* _DIRECTION_: Reproduce only this part of the listing: the line with "[indicate] the eyeglasses", plus every line after it through the last.

>> START STORED RECORDS

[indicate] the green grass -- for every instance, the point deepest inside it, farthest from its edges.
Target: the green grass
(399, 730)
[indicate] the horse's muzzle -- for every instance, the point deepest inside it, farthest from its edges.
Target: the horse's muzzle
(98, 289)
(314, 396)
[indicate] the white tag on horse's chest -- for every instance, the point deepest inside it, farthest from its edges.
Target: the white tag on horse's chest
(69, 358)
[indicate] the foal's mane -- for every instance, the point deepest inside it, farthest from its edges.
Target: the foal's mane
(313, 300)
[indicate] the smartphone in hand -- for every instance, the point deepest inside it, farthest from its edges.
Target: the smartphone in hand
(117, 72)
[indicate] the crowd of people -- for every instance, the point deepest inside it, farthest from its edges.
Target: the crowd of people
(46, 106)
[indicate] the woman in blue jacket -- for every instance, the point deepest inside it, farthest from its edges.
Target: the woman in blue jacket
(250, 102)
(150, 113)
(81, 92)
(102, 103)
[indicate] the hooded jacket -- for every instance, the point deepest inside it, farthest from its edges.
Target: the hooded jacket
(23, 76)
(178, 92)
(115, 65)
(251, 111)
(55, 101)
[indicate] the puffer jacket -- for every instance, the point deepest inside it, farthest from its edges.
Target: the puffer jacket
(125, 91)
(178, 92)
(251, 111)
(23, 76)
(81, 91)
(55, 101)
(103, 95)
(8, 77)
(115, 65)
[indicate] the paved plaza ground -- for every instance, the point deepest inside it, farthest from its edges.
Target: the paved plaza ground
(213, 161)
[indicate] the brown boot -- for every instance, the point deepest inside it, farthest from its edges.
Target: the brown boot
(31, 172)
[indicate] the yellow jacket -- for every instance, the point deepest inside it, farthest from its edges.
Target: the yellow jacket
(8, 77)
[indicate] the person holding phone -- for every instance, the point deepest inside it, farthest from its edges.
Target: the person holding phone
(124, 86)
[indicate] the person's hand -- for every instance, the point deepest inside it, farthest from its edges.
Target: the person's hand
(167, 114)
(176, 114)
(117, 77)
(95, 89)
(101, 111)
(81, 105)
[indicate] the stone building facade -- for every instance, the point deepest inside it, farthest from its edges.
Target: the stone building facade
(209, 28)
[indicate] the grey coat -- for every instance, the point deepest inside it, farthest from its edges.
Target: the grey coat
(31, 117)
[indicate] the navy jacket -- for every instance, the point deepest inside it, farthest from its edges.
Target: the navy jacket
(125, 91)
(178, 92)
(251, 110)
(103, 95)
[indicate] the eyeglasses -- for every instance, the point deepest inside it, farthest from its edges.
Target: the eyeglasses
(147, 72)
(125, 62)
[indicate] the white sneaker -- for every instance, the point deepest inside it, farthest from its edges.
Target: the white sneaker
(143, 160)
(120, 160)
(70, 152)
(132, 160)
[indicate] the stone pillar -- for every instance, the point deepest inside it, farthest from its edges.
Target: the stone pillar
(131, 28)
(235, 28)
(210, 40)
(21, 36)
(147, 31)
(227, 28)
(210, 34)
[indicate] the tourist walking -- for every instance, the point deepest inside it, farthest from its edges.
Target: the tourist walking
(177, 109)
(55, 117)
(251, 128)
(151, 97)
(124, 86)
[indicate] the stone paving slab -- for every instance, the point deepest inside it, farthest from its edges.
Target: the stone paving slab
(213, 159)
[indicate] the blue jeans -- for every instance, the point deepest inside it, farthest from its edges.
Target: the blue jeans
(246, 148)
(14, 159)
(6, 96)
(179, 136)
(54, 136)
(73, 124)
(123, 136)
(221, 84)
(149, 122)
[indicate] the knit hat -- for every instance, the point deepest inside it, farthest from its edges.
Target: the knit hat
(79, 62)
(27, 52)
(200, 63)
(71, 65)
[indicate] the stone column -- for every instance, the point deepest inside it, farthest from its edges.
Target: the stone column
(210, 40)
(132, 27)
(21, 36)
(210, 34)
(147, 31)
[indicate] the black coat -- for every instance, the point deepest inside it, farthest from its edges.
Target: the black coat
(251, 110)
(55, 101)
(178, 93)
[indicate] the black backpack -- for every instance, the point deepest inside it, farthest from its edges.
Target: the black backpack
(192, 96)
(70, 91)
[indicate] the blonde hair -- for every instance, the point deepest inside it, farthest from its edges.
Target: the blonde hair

>> END STORED RECORDS

* _THE ANSWER_:
[indicate] the eyeglasses -- for every instance, the point deepest inside it, farthest from its edges.
Target: the eyeglasses
(147, 72)
(125, 62)
[indicate] the white sneaker -- for every instance, the point deepest inside it, farthest from its edges.
Target: the white sneaker
(143, 160)
(120, 160)
(70, 152)
(132, 160)
[indicate] the stone pillar -- for every instance, the point deepest inside it, farthest from its edges.
Target: the stone pillar
(131, 28)
(235, 28)
(210, 40)
(21, 36)
(147, 31)
(227, 28)
(210, 34)
[indicate] the tourist walking -- for every instance, the point deepest inside it, farthest from its edges.
Target: the tourist walking
(177, 109)
(55, 117)
(251, 128)
(151, 97)
(124, 86)
[indicate] the stone paving slab -- for every instance, the point deepest inside it, farthest from its edges.
Target: the stone paving slab
(213, 159)
[indicate] the blue jeans -- for every instance, the point deepest inside it, farthest from its edges.
Target: the blue jeans
(246, 148)
(14, 159)
(6, 96)
(179, 136)
(54, 136)
(73, 124)
(123, 136)
(221, 84)
(149, 122)
[indicate] the knit hat -- for every instance, the point deepest inside it, farthest from its edges.
Target: the knit hat
(79, 62)
(27, 52)
(200, 63)
(71, 65)
[indicate] the stone column -- for every instance, the point deepest inside it, farthest from its edges.
Target: the stone column
(210, 40)
(132, 27)
(21, 36)
(210, 34)
(147, 31)
[indicate] the black coat -- for every instance, the point deepest inside it, farthest from its edges.
Target: the black coat
(251, 110)
(55, 101)
(178, 93)
[indicate] the black backpack -- for every instance, the point deepest inside it, farthest from its edges.
Target: the black backpack
(192, 96)
(70, 91)
[indicate] the blonde hair -- for every instance, the point deepest inside it, farthest from its edges.
Target: the blonde hair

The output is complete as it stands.